### Work to complete
1. Sum up the mailing list post on generalizing the planner knobs in two sentences.
2. Keep writing the mailing list post on generalizing the planner knobs, picking up right after its last sentence.

### Text extract
Re: [HACKERS] generalizing the planner knobs

2005-12-04 Thread Greg Stark

Tom Lane [EMAIL PROTECTED] writes:

 Is it worth pointing out that using the same plan all the time is *no*
 recipe for guaranteeing response time?  There is no such thing as a plan
 that is good for every case --- outlying data values can make a
 usually-good plan blow out your performance guarantee anyway.  Disabling
 the planner is just a recipe for ensuring that that will happen, IMHO.

But outlying data is something the user has control over. The user when
approving plans needs to be aware not just that the plan is experimentally
good, but that it will perform reliably within the constraints based on his
knowledge of the application and the data.

My point is that I don't need a plan that is good for every case. I need a
plan I can trust to perform as expected. If my boss asks me what impact
doubling the number of users will have I need to be able to answer it'll be
at worst twice as slow (knowing that my queries and the plans I've seen are
all O(users)).

If twice as slow is still tolerable then that's fine, even if a faster plan
was possible. What I don't want to say is well we'll have to try it and see
which is all I can say if there's a risk the plans will change.

### Material

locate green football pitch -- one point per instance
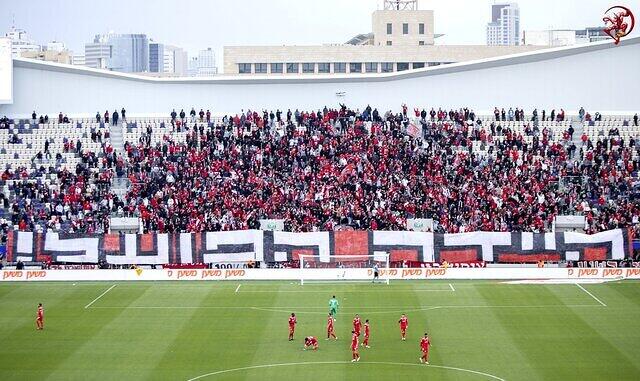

### Results for the exercise
1. Replying to Tom Lane's point that no plan is good for every case, Greg Stark says he doesn't need such a plan, only one he can trust to perform as expected, and that users approving plans must know they will hold up given what they know of their application and data. He wants to be able to say that doubling the number of users will make things at worst twice as slow, instead of having to try it and see because the plans might change.

2.
Actually I would expect the facility to only be useful if there was still a
way to update the plans. The DBA would periodically re-analyze the queries in
the system and check any changed plans to ensure they were still reasonable.
Effectively the same as my script except at the query level rather than at the
database statistics level.

The scenario where this is useful is not in a development environment where
things are changing dynamically. But rather in a mature application where the
data distribution is well established. Outlying data almost certainly
represents an application bug and should be signalled, not allowed to
spontaneously bring down the rest of the system.

As anecdotal evidence, in the last job where I worked, once we had 10 million
users and over a hundred web requests per second it would have been pretty
hard to believe any reasonable query could involve a sequential scan.
Certainly no query that the web application should be performing itself
without human intervention. If for whatever reason there was some outlying
data point where that would have been the right plan it would have
immediately brought down the web site.

-- 
greg



---(end of broadcast)---
TIP 4: Have you searched our list archives?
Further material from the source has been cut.